*Passage shown*
Patent Publication Number: US-4922681-A

Title: Hot-rolled concrete reinforcing bar, in particular reinforcing ribbed bar

Description:
BACKGROUND OF THE INVENTION 
     The invention relates to a hot-rolled concrete reinforcing bar, in particular a reinforcing ribbed bar. 
     Concrete reinforcing bars of this type are described for example in Beton- und Stahlbetonbau 2/1973, pages 25 to 35. 
     In screwable concrete reinforcing bars the ribs perform a double purpose. Firstly, they must ensure adequate bond in the concrete and secondly in their function as parts of a thread be able to transmit the necessary forces into an anchoring or connecting body into which an end of the concrete reinforcing bar is screwed. 
     With regard to these two functions in practice the concrete reinforcing bars known as GEWI-steel (registered trademark) have established themselves and are described in the aforementioned journal. 
     These concrete reinforcing bars have ribs relatively wide with respect to the bar diameter with relatively small spacing. The ratio of foot width of the rib to rib height of the reinforcing steel is about 3.7 and the rib spacing measured in the longitudinal direction is about 0.5 with respect to the nominal diameter. This corresponds to an inclination angle α of the ribs to the longitudinal axis of the concrete reinforcing bar of about 81.5°. 
     Because of this rib form and rib arrangement short thread connections are possible and due to the relatively large inclination angle α of the ribs to the longitudinal axis of the concrete reinforcing bar self-locking of the thread connection is ensured. 
     SUMMARY OF THE INVENTION 
     The problem underlying the invention is to provide a concrete reinforcing bar which is distinguished by an improved dynamic stressability. The notch effect caused by the thread ribs is to be reduced and thus the fatigue limit in the region of the thread connection increased. 
     Accordingly, the ribs are made substantially slimmer and have a smaller inclination angle to the longitudinal axis of the reinforcing steel than in the case of the known screwable concrete reinforcing bar. These measures not only reduce the notch effect and thus increase the dynamic stressability of the thread connection but also improve the filling degree in hot rolling and thus the manufacturability of the concrete reinforcing bar. 
     To prevent the smaller inclination angle of the ribs to the longitudinal axis of the concrete reinforcing bar causing the limit of self-locking for the thread connection to be exceeded, steps are taken to increase the coefficient of friction of the rib flanks of the concrete reinforcing bar used for the thread connection. Such steps may be implemented individually or in combination. 
     By the modification of the rib form and rib arrangement according to the invention, i.e. by reducing the ratio b/h and the inclination angle α, the shearing area per unit length governing the load bearing behavior of the thread connection is however also reduced so that normally the length of the anchoring or connecting body must be increased if the same forces are to be transmitted.

*The tasks*
**1)** Translate this sentence from the reinforcing bar patent into Spanish: "Such steps may be implemented individually or in combination."
**2)** Write the next part of the reinforcing bar patent description, picking up after its final sentence.

*Entries for pointing to named objects*
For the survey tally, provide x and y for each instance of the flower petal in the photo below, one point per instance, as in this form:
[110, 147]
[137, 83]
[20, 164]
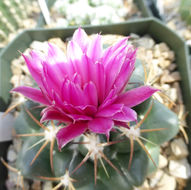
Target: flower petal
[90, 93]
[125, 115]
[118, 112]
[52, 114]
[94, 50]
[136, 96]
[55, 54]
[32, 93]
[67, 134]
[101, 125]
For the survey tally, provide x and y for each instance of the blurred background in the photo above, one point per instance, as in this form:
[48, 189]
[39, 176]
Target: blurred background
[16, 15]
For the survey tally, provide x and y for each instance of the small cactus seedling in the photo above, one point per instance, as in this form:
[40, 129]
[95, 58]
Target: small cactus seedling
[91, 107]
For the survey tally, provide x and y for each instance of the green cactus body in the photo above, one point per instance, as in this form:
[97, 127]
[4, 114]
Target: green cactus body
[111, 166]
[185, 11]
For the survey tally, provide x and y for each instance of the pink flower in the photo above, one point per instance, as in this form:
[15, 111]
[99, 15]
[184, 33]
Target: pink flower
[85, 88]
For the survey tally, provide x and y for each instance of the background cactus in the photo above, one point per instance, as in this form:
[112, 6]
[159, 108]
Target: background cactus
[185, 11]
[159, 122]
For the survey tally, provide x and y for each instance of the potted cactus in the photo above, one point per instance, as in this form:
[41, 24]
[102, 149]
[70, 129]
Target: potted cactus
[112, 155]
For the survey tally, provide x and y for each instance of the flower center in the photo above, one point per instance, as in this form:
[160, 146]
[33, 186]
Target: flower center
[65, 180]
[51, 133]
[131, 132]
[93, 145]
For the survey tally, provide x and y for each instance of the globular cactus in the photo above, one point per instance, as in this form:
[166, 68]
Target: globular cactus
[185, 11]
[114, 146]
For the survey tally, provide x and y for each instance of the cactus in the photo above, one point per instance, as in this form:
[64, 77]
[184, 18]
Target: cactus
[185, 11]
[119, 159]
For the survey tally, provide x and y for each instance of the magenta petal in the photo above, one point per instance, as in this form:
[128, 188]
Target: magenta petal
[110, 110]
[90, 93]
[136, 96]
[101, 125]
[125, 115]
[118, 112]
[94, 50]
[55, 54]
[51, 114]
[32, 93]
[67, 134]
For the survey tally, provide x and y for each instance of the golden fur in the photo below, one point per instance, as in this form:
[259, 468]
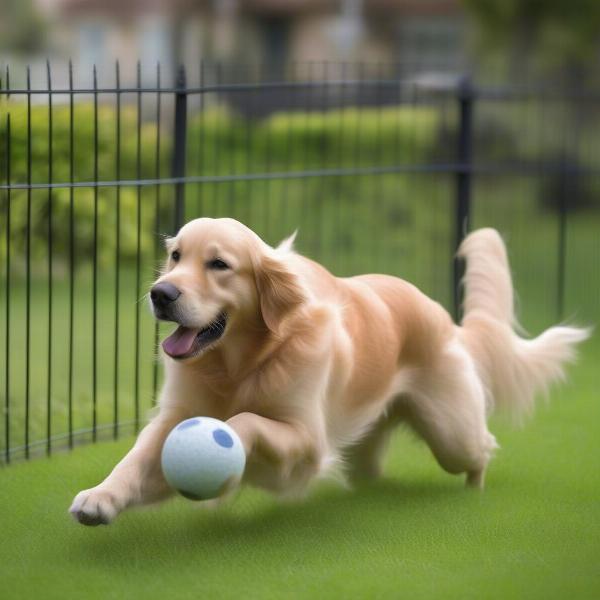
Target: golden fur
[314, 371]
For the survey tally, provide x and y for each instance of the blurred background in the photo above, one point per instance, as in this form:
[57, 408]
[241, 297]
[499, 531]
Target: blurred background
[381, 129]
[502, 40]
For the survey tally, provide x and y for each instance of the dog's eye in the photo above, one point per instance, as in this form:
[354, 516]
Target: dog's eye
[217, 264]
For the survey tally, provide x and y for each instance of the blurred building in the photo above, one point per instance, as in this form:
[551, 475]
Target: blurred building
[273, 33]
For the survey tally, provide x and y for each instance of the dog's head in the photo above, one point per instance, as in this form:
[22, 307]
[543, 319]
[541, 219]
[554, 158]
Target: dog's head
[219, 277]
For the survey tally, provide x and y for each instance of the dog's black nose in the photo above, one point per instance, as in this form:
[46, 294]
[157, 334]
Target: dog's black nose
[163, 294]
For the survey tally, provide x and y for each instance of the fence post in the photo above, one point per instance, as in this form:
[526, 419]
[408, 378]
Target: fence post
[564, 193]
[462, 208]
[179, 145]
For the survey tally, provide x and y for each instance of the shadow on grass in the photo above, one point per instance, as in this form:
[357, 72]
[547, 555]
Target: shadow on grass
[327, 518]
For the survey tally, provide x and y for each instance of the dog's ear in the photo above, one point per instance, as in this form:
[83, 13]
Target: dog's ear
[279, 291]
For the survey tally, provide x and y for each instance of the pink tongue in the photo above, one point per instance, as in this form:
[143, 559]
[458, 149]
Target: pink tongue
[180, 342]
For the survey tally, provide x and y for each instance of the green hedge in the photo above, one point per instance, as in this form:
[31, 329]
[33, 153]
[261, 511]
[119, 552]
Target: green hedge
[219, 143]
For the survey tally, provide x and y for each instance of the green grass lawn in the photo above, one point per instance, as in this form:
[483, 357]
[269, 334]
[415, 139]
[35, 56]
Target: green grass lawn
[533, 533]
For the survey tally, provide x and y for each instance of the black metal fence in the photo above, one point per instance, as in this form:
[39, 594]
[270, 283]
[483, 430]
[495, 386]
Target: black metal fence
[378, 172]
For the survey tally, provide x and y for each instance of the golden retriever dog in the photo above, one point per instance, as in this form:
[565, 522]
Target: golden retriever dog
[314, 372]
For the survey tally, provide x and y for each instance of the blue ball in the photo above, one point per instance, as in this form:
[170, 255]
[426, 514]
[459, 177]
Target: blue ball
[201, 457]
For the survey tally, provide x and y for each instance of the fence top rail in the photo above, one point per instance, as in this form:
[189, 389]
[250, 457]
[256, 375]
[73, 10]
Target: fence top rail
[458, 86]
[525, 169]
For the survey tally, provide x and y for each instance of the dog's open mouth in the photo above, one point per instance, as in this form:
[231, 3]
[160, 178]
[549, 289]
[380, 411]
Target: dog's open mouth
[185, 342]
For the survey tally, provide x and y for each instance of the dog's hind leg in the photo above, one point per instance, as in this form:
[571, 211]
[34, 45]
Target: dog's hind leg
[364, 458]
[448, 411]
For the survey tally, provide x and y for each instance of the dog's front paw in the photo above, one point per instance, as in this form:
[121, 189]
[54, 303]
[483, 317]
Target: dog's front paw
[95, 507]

* * *

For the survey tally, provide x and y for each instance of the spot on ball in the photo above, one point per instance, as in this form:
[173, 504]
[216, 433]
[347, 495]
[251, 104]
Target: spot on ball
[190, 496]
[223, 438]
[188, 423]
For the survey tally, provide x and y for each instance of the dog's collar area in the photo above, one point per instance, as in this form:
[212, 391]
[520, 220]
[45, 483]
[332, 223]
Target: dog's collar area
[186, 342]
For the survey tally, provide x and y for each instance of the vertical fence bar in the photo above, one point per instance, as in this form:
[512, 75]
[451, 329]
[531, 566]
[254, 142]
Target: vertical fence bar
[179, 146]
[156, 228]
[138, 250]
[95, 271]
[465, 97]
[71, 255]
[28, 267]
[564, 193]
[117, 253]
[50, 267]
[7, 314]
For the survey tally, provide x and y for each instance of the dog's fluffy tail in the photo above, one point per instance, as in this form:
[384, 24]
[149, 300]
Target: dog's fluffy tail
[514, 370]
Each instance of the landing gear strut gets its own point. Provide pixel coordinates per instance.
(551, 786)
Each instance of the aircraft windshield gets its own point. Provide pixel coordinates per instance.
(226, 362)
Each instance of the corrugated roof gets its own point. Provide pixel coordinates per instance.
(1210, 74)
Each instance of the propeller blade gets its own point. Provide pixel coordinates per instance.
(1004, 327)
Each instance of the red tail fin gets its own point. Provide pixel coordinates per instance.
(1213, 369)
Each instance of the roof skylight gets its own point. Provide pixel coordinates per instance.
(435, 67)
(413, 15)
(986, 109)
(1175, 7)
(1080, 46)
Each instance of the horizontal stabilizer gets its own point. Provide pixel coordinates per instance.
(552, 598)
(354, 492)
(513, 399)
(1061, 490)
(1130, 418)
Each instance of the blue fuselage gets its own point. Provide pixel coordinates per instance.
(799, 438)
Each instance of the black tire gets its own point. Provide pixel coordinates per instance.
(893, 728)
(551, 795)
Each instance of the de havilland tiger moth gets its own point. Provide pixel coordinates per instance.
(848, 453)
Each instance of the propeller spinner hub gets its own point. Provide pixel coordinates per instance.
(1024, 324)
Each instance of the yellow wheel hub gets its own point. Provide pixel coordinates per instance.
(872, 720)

*Answers to the problems*
**1)** Tales medidas pueden aplicarse de forma individual o combinada.

**2)**
     Lengthening of the anchoring or connecting body, which is undesirable in particular with regard to the summating rolling tolerances in the rib spacings, can be avoided, i.e. for the same length in spite of reduced shearing area in the thread region equal magnitude or greater forces can be transmitted, if the shearing strength of the concrete reinforcing bar is increased in the rib region. This is done according to a further development of the invention in that a concrete reinforcing bar is used which in the edge and rib region has a strength increased compared with the core. Such concrete reinforcing bars have for example become known under the trade name Tempcore steels (registered trademark). Such steels are made in that on emerging from the last roll stand of a hot-rolling mill they are intensively cooled in the edge zone by a water cooling line so that in said zone a hard structure occurs and that the hardened edge zone after exit of the bar from the water cooling line is reheated by the hot content of the core zone. Steels of this type and methods for the production thereof are generally known and consequently a detailed description would be superfluous. Not only do they have a strength increased with respect to the core but also a coefficient of friction at their surface and thus in the rib region which is increased compared with other hot-rolled concrete reinforcing bars. Thus, as regards this property they are particularly suitable for the concrete reinforcing bar according to this invention. 
     Concrete reinforcing bars made from such steels and having the form and arrangement of the ribs according to the invention are also distinguished by improved ductility. The ductility of a concrete reinforcing bar is determined by the uniform elongation, the ratio of tensile strength to yield strength and the bond. With concrete reinforcing bars according to the invention without difficulty a uniform elongation ≧6%, a ratio of tensile strength to yield strength ≧ 1.1 and a sufficient soft or mild bond assisted by the surface roughness of the bar can be implemented. 
     The reduction of the inclination angle of the ribs to the longitudinal axis of the reinforcing steel and a reduction of the ratio h/d s , i.e. the rib height related to the bar diameter, also reduces the related or specific rib area. This can be counteracted in that the ribs are lengthened so that they extend in full height in each case almost over half the bar periphery and/or that the ribs are arranged along a two-flight helical line. These two steps also have the effect of increasing the shearing area per unit length, i.e. the loadability of the thread connection. The reduction of the related or specific rib area can however also be counteracted by providing auxiliary ribs or incisions between the ribs. At least the auxiliary ribs which have a position lying outside the helical line of the thread or are widened must have a rib height which is reduced to such an extent that the screwing on of the associated anchoring or connecting body is not obstructed thereby. The diameter of the cylindrical envelope of the auxiliary ribs must therefore be smaller than the internal diameter of the thread of the anchoring or connecting body to be screwed onto the concrete reinforcing bar.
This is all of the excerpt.